> _WORK TO BE COMPLETED_
Copy the material that follows word for word and omit its pictures.

> _EXERCISE INPUTS_
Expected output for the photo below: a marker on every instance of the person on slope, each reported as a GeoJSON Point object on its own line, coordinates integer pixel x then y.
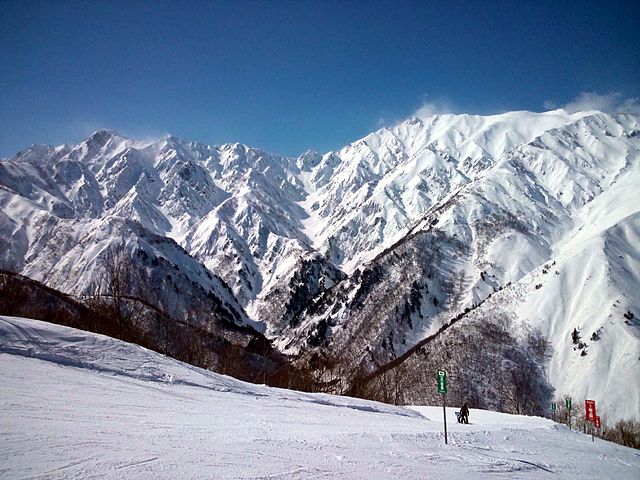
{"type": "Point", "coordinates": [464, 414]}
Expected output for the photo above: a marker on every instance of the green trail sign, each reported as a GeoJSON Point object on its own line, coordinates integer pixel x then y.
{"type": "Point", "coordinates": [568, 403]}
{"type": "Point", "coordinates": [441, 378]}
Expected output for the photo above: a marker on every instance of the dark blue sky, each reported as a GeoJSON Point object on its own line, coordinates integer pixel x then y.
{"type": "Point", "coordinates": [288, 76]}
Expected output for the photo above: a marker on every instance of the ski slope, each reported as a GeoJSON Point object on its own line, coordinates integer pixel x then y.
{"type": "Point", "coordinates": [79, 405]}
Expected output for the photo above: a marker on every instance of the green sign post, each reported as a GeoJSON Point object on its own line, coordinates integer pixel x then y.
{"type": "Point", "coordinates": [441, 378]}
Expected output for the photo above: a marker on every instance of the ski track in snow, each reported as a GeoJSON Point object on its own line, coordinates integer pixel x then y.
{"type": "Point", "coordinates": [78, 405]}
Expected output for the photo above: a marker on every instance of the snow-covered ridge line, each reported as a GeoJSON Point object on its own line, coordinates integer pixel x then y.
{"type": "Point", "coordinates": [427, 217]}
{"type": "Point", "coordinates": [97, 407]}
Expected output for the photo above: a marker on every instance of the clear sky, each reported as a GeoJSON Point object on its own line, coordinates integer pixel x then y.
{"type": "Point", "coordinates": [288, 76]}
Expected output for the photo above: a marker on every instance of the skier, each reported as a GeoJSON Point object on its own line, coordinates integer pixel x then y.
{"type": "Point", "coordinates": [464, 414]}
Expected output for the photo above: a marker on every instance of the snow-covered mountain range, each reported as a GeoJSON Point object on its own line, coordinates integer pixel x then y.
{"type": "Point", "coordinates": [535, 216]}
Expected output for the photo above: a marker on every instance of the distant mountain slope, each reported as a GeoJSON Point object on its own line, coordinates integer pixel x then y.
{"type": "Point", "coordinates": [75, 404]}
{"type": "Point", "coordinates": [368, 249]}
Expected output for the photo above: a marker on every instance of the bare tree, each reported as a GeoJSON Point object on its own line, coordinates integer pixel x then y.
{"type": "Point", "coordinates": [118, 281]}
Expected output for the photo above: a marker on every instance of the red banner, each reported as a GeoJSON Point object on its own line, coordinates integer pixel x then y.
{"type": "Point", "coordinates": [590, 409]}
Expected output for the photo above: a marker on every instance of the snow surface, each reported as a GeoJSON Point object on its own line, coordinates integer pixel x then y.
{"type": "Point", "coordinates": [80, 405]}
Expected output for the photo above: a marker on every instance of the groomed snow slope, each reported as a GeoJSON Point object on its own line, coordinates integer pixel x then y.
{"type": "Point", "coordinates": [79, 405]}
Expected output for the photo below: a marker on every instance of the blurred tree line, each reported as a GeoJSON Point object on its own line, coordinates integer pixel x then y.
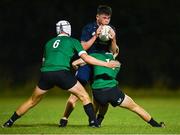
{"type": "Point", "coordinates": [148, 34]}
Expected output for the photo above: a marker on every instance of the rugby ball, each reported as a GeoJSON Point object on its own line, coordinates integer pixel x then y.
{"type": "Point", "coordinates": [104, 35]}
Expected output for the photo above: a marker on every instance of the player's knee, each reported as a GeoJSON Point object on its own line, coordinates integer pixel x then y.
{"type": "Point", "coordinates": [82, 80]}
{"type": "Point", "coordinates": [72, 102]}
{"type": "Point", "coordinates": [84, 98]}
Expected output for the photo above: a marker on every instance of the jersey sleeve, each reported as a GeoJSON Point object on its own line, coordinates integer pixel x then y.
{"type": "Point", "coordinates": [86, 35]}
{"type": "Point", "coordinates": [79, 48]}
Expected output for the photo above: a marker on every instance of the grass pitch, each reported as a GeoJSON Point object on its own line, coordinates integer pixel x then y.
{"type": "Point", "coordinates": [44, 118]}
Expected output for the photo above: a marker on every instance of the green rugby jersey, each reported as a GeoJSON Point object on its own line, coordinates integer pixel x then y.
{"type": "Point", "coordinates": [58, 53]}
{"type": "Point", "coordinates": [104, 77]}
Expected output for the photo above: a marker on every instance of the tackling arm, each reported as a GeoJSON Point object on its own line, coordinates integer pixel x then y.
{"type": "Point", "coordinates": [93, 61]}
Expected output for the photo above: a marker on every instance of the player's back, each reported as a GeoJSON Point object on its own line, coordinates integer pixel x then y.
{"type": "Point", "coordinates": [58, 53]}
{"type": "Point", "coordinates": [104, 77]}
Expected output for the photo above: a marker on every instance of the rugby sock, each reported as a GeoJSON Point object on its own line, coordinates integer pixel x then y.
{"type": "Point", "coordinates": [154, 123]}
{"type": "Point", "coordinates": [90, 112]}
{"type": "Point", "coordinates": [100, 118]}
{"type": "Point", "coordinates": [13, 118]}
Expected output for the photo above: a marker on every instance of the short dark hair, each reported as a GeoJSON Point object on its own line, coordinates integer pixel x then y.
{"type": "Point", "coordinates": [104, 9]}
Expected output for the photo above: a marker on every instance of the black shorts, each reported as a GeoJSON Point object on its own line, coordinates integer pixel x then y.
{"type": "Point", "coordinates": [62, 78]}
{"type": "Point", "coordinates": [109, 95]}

> _SOLUTION TO THIS EXERCISE_
Expected output for the photo below: a marker on every instance of the person on slope, each reported as a GeoJSON Point object on its own line, coordinates integer pixel x then y.
{"type": "Point", "coordinates": [464, 414]}
Expected output for the photo above: a marker on every instance of the green trail sign, each reported as a GeoJSON Point object on its own line, coordinates integer pixel x then y.
{"type": "Point", "coordinates": [568, 403]}
{"type": "Point", "coordinates": [441, 378]}
Expected output for the photo above: a marker on every instance of the dark blue sky, each reported as a GeoJSON Point object on its own line, coordinates integer pixel x then y.
{"type": "Point", "coordinates": [288, 76]}
Expected output for the photo above: a marker on every instance of the ski slope, each reported as a GeoJSON Point object on its own line, coordinates integer pixel x then y.
{"type": "Point", "coordinates": [79, 405]}
Expected output for the photo above: a marker on every instance of the green sign post, each reported as a GeoJSON Point object on its own line, coordinates integer pixel x then y.
{"type": "Point", "coordinates": [441, 378]}
Expected output for the photo above: a marker on every instance of the ski track in snow, each reported as a GeoJSON Point object on its own line, coordinates integer pixel x then y.
{"type": "Point", "coordinates": [78, 405]}
Expected output for the photo above: a marker on every instance of the snow-covered ridge line, each reported as a GeoJSON Point object on its own line, coordinates integer pixel x then y.
{"type": "Point", "coordinates": [427, 217]}
{"type": "Point", "coordinates": [97, 407]}
Expected output for the photo above: a marker on every instance of the clear sky, each reported as a GeoJSON Point object on its own line, coordinates integer pixel x then y.
{"type": "Point", "coordinates": [288, 76]}
Expected output for the photo above: a marker on every instance of the skier, each reported as a GeoJSON Point object on its own line, coordinates integer pixel x then y.
{"type": "Point", "coordinates": [464, 414]}
Expected output for the photo above: a marker on every instance of the snow-covered mountain range, each reported as a GeoJSON Point object on its own line, coordinates integer pixel x then y.
{"type": "Point", "coordinates": [535, 216]}
Expected output for the photo above: a marker on every instance of the distant mountain slope, each reported as a GeoJSON Point object on its own line, coordinates integer pixel x then y.
{"type": "Point", "coordinates": [75, 404]}
{"type": "Point", "coordinates": [368, 249]}
Expected output for the photo above: a marker on every instance of the bare tree, each reported as a GeoJSON Point object on its own line, coordinates integer pixel x then y.
{"type": "Point", "coordinates": [118, 281]}
Expected output for the photo above: a marker on every instance of the red banner, each reported as a GeoJSON Point object on its own line, coordinates integer pixel x then y.
{"type": "Point", "coordinates": [590, 409]}
Expected output for the photo above: a marker on every instance of the snow surface, each reported as a GeoJSON Point object on its own line, coordinates integer pixel x then y.
{"type": "Point", "coordinates": [80, 405]}
Expected output for the photo above: a marker on every instance of the groomed snow slope, each reported as a GeoJSON Point object on its own line, coordinates integer pixel x then y.
{"type": "Point", "coordinates": [79, 405]}
Expected output for the photo below: a marker on every instance of the blurred tree line, each reported as a GeoJSON Point object on its own line, coordinates integer pixel x then y.
{"type": "Point", "coordinates": [148, 34]}
Expected output for the photo above: a marker on every instance of the rugby ball, each reported as a GeoJSON Point object on its own line, coordinates integer pixel x then y.
{"type": "Point", "coordinates": [104, 35]}
Expected output for the photo above: a marker on every instance of the player's knee, each reported as a GeoJSON Point object on its own line, coordinates integer pixel x then y.
{"type": "Point", "coordinates": [82, 80]}
{"type": "Point", "coordinates": [72, 102]}
{"type": "Point", "coordinates": [84, 98]}
Expected output for the photo above: a marker on every instance of the jersey sleeve, each reported as a GeoJSON Point object on its own line, coordinates integer pixel x then y.
{"type": "Point", "coordinates": [86, 35]}
{"type": "Point", "coordinates": [79, 48]}
Expected output for the photo above: a marker on every instance of the grass pitch, each reported as a GeoJSON Point object on its own line, coordinates integer pixel x then y.
{"type": "Point", "coordinates": [44, 118]}
Expected output for the photo above: a marker on every instance of the green rugby jersey, each reported as a GeoJSON Point object on its own line, coordinates integer pixel x then y.
{"type": "Point", "coordinates": [58, 53]}
{"type": "Point", "coordinates": [104, 77]}
Expected output for the photo above: a marker on every instance of the tackling arm, each reported as a GeoJSON Point object on its own line, coordinates integer pixel x then y.
{"type": "Point", "coordinates": [93, 61]}
Expected output for the photo above: a marker on every instance of the player's back, each reported as a GeoJSON Point object on its own line, coordinates integer pixel x then y.
{"type": "Point", "coordinates": [58, 53]}
{"type": "Point", "coordinates": [104, 77]}
Expected output for the photo above: a marker on every instance of the rugby sock, each reported as a GeoJSON Point object on its own line, coordinates integer pixel x then y.
{"type": "Point", "coordinates": [154, 123]}
{"type": "Point", "coordinates": [90, 112]}
{"type": "Point", "coordinates": [100, 118]}
{"type": "Point", "coordinates": [13, 118]}
Expected output for the photo above: a marker on every instance of the short dark hair, each reported as a GeoJSON Point object on its own line, coordinates integer pixel x then y.
{"type": "Point", "coordinates": [104, 9]}
Expected output for the photo above: a marker on every instance of the black shorts, each reported as a GeoJSON Point object on its own line, coordinates integer pixel x then y.
{"type": "Point", "coordinates": [62, 78]}
{"type": "Point", "coordinates": [109, 95]}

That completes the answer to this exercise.